WRITTEN EXERCISE: Print the entries below verbatim, from the line containing "Hey team, new labeling batch. Target class is white cloud." through the line containing "37, 1235, 78]]", both included, and nothing else.

MATERIAL PROVIDED:
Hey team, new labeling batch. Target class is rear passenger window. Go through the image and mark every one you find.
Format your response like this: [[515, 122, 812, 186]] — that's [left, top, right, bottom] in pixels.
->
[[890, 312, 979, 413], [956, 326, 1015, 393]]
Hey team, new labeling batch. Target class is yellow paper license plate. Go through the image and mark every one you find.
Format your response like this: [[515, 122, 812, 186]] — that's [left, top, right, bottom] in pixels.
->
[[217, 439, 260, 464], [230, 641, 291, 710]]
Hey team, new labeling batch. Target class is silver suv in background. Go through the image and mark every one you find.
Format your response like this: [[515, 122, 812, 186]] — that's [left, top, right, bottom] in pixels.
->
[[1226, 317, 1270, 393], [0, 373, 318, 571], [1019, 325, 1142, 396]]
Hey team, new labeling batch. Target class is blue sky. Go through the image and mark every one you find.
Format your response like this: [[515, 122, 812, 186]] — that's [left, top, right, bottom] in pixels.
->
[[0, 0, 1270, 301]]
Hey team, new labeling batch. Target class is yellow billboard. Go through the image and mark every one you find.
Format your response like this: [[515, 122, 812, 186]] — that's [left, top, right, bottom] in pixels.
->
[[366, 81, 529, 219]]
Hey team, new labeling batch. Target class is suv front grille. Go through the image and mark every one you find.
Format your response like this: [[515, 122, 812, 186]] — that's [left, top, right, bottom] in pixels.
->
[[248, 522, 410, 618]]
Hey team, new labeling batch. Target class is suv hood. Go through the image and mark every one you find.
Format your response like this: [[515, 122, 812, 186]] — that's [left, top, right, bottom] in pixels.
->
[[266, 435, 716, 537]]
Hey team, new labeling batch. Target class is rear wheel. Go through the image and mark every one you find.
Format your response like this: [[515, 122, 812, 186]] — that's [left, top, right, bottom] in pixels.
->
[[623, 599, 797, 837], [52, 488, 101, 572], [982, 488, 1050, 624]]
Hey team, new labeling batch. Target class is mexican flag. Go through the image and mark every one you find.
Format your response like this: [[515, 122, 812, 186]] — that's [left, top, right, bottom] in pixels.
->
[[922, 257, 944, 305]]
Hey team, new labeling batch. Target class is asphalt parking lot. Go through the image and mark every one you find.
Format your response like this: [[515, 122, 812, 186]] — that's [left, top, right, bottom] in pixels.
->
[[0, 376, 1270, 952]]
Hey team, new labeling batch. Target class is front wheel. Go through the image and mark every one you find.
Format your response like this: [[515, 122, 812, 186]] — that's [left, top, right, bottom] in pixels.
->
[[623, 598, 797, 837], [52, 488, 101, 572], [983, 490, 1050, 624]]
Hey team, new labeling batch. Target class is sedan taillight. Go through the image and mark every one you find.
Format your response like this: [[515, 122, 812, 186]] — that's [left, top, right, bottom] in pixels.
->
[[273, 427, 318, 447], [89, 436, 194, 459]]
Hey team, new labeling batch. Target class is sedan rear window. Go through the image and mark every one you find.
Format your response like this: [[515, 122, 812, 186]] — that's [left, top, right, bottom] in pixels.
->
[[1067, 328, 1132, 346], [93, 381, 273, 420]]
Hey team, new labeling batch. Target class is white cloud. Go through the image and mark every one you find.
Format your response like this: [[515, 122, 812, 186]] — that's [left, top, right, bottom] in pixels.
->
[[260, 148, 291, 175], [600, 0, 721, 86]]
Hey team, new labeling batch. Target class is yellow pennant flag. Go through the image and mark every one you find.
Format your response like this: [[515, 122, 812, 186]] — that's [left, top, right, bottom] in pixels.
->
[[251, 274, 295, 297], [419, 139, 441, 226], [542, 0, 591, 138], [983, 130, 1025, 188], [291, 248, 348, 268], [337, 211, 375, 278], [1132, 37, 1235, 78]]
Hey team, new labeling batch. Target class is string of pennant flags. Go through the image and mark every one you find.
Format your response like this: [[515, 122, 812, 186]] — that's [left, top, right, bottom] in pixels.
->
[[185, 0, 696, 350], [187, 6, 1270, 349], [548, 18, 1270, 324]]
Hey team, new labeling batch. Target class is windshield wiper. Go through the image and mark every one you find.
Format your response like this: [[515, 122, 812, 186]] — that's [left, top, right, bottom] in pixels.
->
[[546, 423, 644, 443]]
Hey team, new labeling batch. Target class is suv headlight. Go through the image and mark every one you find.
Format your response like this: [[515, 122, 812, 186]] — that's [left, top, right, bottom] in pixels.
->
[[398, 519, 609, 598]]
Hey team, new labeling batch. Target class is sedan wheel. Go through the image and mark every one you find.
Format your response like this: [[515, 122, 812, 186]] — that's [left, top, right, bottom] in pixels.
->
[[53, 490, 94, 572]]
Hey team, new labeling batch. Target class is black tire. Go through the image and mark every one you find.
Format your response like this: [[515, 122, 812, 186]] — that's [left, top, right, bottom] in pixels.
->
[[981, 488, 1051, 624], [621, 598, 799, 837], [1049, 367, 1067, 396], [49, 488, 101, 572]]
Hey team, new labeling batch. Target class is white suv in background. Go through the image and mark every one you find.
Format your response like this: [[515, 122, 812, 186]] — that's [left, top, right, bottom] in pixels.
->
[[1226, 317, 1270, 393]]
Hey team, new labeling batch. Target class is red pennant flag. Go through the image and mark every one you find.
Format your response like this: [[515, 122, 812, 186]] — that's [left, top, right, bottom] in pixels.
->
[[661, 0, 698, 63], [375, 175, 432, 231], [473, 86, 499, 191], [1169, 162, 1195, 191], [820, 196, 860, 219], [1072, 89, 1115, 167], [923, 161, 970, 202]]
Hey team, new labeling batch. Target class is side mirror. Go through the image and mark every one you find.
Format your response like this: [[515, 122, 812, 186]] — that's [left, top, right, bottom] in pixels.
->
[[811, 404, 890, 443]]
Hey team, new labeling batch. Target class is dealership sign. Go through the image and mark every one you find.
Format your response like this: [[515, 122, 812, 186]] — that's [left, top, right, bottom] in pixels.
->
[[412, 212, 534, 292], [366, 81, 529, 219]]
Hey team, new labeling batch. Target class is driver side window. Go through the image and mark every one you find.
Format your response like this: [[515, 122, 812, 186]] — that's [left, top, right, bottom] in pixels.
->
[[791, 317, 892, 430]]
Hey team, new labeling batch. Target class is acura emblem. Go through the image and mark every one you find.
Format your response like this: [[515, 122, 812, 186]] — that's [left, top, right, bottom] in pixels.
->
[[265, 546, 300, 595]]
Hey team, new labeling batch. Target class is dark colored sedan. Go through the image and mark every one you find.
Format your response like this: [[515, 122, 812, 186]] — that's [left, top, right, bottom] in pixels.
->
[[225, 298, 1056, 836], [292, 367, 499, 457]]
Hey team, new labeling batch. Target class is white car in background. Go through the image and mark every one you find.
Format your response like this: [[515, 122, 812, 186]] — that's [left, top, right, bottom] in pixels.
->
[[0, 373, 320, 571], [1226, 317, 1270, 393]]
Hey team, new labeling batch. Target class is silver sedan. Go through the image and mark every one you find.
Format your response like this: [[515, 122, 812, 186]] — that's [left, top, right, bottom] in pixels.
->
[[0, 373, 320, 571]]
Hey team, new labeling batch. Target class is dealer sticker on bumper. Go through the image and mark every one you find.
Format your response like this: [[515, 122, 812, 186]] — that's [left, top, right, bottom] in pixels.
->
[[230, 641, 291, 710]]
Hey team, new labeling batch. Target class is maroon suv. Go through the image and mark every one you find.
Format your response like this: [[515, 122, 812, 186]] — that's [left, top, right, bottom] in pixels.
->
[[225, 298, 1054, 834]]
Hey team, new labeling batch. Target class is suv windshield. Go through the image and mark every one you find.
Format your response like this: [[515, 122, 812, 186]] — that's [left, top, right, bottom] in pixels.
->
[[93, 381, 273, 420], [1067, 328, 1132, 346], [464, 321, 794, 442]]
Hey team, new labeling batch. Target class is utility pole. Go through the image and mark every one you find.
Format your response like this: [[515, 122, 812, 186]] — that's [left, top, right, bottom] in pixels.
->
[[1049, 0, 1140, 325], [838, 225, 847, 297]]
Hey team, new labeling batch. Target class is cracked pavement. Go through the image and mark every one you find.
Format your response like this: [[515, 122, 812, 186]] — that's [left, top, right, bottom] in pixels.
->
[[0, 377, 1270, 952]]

RESPONSE:
Hey team, new labeling batch. Target class is white cloud. Go through the image and mark every one you find.
Format your response like this: [[515, 122, 812, 186]] — that's [left, top, right, bottom] in pixels.
->
[[260, 148, 291, 175], [600, 0, 721, 86]]
Hey team, new labeling batch. Target class is yellow pennant flag. Go through the image and mark every one you find.
Format your response like this: [[515, 122, 812, 186]] — that's [left, top, right, bottom] in pixels.
->
[[251, 274, 295, 297], [419, 139, 441, 226], [542, 0, 591, 138], [983, 130, 1025, 188], [291, 248, 348, 268], [337, 211, 375, 278], [1132, 37, 1235, 78]]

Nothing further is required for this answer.